## SELECTED EXCERPT
I used to be the biggest cynic. It’s true. As a child I was always playing and using my imagination, but rarely was I ‘care-free’. I always saw what could go wrong and I expected it. I didn’t call myself ‘cynical’. Seriously, who ever wants to be known as a glass is half empty kind of person? But that’s what I was. I thought it meant that I was smart. I couldn’t have been more wrong.
Have you ever been in a conversation with someone and you knew they wanted something from you? It’s as if you could see it in their eyes when they first walked up to you, or you could hear it in their voice from the moment they said “hello”? You just knew that they were desperate for your help with something. In fact, they came across as so ‘needy’ or ‘clingy’ that it made you shiver in your skin, and you wanted to bolt as far from them as possible. If you could have, you would have found the nearest window, slid it open, and launched yourself 3 stories down into a dumpster to escape the situation. Or has the shoe ever been on the other foot?
Have you ever been involved in a project, started a business, or launched a career and you knew there was a particular person that could really help you along? They could help by either telling others about what you were doing, by investing their own time, money and resources, or by hiring you themselves.
Or how about this one?
Have you ever wanted to be in a relationship with someone so bad because you knew that they were the one for you? That if they could simply see how well the two of you fit together that they would certainly be as happy as ever. That if they would give you a chance you could show them that you’d make them the happiest person in the world?
Have you ever approached someone about something that mattered to you, only to blow it? You know the feeling, a hyper self-consciousness that highlights every wrong word and action in your own mind.

(Object point labels)
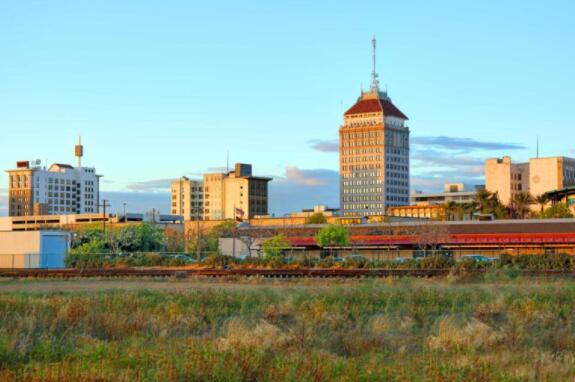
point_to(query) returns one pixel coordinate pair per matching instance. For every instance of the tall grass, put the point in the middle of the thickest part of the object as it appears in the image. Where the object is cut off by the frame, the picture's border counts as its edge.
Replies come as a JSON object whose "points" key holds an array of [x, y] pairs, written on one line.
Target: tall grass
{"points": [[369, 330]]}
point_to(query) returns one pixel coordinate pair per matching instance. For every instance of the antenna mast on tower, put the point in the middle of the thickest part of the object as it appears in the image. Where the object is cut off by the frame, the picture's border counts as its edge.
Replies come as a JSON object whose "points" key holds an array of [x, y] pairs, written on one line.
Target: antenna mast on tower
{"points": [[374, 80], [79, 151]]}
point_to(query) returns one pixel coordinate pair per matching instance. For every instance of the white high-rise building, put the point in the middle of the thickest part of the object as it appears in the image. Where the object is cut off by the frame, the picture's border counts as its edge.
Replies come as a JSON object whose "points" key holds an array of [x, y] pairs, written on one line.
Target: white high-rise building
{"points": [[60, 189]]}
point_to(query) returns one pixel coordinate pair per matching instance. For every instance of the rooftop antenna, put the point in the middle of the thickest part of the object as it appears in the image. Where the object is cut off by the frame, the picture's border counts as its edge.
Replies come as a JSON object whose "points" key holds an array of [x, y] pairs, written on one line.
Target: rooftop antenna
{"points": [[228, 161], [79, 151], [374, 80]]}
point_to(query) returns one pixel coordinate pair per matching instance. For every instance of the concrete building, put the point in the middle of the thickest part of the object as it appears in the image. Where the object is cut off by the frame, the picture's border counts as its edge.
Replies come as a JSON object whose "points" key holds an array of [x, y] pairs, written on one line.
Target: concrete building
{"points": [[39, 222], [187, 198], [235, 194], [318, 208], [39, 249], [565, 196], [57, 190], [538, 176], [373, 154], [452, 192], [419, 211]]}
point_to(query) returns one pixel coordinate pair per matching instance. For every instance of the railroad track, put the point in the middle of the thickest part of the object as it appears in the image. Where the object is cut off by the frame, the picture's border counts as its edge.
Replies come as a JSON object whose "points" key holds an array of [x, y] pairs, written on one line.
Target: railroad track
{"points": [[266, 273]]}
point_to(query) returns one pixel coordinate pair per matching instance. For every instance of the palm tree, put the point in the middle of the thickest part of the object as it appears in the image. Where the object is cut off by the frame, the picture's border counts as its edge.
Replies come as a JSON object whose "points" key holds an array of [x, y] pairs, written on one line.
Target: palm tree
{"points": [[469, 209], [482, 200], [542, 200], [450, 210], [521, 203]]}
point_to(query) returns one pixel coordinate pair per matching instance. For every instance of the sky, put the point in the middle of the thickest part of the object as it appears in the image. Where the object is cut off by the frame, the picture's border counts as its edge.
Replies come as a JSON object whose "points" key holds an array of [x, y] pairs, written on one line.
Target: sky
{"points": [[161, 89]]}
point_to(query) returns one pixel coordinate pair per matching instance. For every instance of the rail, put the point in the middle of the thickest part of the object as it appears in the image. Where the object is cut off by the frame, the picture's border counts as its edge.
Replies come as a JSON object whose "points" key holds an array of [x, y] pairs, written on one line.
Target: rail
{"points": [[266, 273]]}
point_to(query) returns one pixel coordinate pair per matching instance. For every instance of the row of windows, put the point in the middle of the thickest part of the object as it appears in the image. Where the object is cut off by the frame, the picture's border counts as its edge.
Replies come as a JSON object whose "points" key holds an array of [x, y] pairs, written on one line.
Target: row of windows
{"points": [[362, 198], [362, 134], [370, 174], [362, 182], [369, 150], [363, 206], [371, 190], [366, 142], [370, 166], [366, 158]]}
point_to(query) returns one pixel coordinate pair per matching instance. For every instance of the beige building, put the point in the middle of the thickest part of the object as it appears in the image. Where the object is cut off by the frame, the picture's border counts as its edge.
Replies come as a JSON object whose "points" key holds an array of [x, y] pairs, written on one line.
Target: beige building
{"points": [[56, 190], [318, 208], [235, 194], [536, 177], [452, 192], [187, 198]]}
---
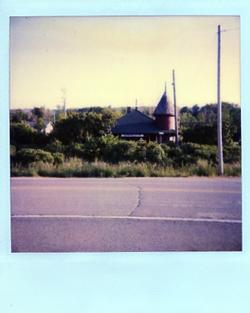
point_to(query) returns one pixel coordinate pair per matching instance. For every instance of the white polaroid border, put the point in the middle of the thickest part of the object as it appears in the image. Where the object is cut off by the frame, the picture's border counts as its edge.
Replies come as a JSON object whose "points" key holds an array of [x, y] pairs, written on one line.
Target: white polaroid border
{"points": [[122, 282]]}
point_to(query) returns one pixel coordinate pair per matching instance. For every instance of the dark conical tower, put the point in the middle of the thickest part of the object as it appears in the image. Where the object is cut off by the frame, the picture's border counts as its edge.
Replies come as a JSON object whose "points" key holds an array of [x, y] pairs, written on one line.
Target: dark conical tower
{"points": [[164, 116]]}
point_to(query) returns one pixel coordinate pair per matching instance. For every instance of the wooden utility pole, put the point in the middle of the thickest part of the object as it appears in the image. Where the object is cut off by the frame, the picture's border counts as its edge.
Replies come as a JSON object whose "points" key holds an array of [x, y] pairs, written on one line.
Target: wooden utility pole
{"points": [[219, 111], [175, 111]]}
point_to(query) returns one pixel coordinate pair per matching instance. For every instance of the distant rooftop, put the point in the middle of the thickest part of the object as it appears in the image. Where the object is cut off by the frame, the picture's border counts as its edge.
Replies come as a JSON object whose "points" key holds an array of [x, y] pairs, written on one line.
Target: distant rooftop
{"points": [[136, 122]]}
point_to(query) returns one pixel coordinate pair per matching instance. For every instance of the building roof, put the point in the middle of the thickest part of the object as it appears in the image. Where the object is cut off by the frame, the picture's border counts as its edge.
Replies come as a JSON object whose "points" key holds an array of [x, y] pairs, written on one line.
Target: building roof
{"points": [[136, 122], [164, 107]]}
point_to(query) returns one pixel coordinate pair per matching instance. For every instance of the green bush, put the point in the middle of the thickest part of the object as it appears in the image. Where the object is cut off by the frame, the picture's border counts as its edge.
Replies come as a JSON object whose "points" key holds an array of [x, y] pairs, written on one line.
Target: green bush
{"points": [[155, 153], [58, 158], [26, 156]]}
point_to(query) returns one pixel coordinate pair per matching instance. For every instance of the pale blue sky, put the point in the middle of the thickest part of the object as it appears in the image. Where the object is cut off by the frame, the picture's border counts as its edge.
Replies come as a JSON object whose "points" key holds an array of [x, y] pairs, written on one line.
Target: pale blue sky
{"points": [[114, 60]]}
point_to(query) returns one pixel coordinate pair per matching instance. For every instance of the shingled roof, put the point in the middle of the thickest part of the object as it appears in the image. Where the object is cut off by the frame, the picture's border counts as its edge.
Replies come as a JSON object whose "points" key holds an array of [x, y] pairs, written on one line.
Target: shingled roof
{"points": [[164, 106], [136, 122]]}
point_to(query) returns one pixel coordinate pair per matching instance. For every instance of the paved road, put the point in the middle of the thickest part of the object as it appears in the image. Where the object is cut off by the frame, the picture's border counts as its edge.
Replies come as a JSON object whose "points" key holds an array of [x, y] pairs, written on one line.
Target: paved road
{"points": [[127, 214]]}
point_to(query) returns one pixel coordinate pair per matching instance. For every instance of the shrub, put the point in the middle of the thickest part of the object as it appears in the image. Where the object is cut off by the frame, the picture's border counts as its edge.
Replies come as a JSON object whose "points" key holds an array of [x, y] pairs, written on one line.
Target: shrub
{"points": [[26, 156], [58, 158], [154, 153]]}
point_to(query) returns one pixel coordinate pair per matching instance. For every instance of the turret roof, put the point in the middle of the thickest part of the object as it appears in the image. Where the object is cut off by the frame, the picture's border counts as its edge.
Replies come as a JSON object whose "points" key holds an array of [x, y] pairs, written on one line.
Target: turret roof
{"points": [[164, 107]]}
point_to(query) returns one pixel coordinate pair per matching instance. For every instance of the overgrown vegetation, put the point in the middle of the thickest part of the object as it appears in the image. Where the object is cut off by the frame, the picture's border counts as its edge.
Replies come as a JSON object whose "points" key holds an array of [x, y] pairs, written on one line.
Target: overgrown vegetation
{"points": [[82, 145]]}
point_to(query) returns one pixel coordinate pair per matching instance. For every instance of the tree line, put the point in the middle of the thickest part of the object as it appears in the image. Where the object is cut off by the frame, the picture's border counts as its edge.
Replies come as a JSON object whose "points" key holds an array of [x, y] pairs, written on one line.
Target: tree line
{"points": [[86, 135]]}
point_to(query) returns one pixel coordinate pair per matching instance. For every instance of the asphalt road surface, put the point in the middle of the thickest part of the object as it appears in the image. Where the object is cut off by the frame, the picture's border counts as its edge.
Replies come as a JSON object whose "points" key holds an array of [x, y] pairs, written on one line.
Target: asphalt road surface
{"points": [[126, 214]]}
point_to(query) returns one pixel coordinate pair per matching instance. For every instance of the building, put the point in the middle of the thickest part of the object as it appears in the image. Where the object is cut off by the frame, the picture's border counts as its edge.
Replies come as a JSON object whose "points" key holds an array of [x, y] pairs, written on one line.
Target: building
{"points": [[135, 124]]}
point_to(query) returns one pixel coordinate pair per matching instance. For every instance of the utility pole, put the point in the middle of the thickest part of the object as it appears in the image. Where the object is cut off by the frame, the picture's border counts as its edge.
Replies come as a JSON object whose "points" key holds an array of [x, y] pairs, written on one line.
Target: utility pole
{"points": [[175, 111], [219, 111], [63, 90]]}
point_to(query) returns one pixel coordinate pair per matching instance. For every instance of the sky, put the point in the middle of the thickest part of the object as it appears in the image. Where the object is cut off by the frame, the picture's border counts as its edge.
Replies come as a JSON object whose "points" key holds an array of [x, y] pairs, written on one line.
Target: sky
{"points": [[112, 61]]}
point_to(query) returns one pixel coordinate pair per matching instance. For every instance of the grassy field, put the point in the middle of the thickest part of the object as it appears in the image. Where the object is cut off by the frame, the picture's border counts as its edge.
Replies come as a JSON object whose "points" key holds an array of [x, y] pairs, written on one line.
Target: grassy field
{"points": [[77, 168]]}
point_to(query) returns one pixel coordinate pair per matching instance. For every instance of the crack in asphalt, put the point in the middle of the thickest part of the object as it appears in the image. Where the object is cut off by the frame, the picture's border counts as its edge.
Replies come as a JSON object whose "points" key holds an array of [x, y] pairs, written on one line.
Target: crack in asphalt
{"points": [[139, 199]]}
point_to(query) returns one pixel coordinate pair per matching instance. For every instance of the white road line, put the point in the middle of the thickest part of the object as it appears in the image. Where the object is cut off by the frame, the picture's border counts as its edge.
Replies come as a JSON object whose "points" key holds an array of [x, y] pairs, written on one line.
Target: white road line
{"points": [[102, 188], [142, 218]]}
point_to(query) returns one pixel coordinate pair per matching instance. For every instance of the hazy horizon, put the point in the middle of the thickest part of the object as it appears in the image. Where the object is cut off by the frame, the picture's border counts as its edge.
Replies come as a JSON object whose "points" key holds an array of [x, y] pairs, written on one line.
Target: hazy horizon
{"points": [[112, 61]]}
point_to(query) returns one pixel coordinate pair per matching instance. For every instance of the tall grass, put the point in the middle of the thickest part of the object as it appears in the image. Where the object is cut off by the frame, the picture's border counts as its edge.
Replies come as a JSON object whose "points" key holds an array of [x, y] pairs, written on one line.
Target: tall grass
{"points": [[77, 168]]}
==
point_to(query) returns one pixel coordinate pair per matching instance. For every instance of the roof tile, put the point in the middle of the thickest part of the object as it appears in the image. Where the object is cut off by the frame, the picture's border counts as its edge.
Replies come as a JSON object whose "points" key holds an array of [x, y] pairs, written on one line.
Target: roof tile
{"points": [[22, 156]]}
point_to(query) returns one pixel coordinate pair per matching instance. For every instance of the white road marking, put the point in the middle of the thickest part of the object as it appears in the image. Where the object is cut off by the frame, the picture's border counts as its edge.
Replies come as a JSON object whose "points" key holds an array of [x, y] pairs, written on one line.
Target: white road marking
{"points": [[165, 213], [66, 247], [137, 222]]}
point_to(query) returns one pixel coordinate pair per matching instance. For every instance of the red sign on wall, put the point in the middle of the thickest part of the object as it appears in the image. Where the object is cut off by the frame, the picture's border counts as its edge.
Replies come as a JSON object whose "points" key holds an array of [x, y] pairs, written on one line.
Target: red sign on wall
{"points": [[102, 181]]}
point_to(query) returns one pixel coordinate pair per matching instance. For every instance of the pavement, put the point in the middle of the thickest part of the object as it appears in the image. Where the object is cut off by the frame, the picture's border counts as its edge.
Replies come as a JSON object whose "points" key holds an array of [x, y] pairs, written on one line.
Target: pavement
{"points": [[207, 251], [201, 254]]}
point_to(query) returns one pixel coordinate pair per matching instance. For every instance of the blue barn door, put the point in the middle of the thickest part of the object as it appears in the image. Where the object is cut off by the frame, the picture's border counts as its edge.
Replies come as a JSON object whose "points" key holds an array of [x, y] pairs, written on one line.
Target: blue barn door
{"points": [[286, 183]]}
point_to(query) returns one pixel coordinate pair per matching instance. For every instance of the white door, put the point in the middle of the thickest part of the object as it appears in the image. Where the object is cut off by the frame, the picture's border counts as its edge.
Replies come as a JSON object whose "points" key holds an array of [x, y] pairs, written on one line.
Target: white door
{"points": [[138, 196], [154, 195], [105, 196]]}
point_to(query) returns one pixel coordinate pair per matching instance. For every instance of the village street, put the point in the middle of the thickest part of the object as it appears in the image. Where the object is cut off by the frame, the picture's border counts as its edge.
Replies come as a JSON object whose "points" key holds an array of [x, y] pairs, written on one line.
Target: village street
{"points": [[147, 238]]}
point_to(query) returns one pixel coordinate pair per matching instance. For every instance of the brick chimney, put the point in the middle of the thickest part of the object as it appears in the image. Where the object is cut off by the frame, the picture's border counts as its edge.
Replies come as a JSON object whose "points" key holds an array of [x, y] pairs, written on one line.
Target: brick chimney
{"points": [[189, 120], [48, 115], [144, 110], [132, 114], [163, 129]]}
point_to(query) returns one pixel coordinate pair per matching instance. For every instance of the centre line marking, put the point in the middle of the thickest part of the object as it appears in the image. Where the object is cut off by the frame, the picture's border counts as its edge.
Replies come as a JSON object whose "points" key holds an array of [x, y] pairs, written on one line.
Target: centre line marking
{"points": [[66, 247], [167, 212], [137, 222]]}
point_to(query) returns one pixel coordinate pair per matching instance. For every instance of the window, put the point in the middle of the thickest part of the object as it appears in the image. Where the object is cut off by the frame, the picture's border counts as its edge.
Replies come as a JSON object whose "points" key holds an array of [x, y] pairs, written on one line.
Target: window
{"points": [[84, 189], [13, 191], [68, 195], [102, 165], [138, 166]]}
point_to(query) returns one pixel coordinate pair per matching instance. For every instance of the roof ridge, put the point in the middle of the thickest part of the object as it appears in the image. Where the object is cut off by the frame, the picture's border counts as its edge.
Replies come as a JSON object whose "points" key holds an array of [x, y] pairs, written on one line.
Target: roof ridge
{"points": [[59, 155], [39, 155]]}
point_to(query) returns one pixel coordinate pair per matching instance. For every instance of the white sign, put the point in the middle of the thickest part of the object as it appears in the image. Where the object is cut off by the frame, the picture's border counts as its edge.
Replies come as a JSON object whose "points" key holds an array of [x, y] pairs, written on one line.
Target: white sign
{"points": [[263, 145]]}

## TASKS TO COMPLETE
A - List every word or phrase that the essay on cynicism sets in single quotation marks.
B - Reproduce the part of the essay on cynicism that opens with the words containing "Have you ever been involved" and closes with "hiring you themselves.", swapping "investing" for "spending".

## ANSWERS BY TASK
A - care-free, cynical, needy, clingy

B -
Have you ever been involved in a project, started a business, or launched a career and you knew there was a particular person that could really help you along? They could help by either telling others about what you were doing, by spending their own time, money and resources, or by hiring you themselves.